- _The exercise_
Copy out the lines below, replacing every "photograph" with "image" and keeping everything else the same. Omit the pictures.

- _Supplied data_

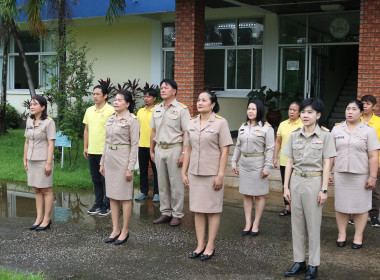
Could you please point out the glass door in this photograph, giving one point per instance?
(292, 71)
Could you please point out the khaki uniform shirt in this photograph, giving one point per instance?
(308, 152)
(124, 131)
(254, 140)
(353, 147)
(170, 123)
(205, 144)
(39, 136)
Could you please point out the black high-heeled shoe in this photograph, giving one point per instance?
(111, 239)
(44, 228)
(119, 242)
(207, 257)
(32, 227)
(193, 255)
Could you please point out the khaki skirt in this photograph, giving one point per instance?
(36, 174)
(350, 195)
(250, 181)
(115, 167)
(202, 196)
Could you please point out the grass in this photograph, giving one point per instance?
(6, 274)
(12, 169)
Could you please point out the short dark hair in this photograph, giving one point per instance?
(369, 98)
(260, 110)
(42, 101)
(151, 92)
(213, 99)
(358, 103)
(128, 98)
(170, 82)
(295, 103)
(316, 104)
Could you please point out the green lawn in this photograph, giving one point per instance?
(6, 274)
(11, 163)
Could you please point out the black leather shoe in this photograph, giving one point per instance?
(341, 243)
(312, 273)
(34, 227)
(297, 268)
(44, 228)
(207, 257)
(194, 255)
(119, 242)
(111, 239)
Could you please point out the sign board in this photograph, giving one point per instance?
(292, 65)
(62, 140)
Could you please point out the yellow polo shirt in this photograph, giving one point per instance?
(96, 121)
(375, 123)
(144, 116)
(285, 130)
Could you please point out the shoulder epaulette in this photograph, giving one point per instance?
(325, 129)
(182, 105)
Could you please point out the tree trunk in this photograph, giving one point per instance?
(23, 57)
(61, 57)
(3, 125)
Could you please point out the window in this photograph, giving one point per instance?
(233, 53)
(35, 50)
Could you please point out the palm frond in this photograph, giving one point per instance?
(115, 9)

- _Solved exercise_
Could you please point out the glass door in this image, giving one point per instance?
(292, 71)
Could you please point out the khaki uniform shirt in this image, giving one point per instance?
(308, 152)
(124, 131)
(254, 140)
(353, 147)
(170, 123)
(205, 144)
(39, 136)
Could you please point out the black high-heeled shoe in this image, giving one point per instance?
(111, 239)
(44, 228)
(119, 242)
(207, 257)
(32, 227)
(193, 255)
Could you please point out the khaki skirt in this image, giving one point per instance?
(36, 174)
(350, 195)
(250, 181)
(115, 167)
(202, 196)
Could you please point out the grass in this image, giving one point per instance?
(6, 274)
(12, 169)
Could you please point out the short dark hair in this image, giving one point per instance?
(369, 98)
(260, 110)
(42, 101)
(151, 92)
(213, 99)
(358, 103)
(128, 98)
(170, 82)
(295, 103)
(316, 104)
Could you please point out the green lawn in this image, giving one point per instance?
(6, 274)
(11, 163)
Could you please point out the black leather shoe in this image, giving one point per instance?
(341, 243)
(312, 273)
(34, 227)
(297, 268)
(44, 228)
(207, 257)
(194, 255)
(119, 242)
(111, 239)
Could you please point out the sign board in this image, giving one point per instance?
(292, 65)
(62, 140)
Could you please point out the yellow polo shirt in this image, giving one point per instance?
(96, 121)
(375, 123)
(144, 116)
(285, 130)
Could you please point out the shoulder epaulette in this image, giving one point per instance?
(325, 129)
(182, 105)
Could you please point out the tree trunk in this image, giving one point per instance?
(23, 57)
(61, 57)
(3, 125)
Could you please point out the window in this image, giving one point per instance?
(233, 53)
(35, 50)
Could you please point out the palm frond in this image, giving one point per instance?
(115, 9)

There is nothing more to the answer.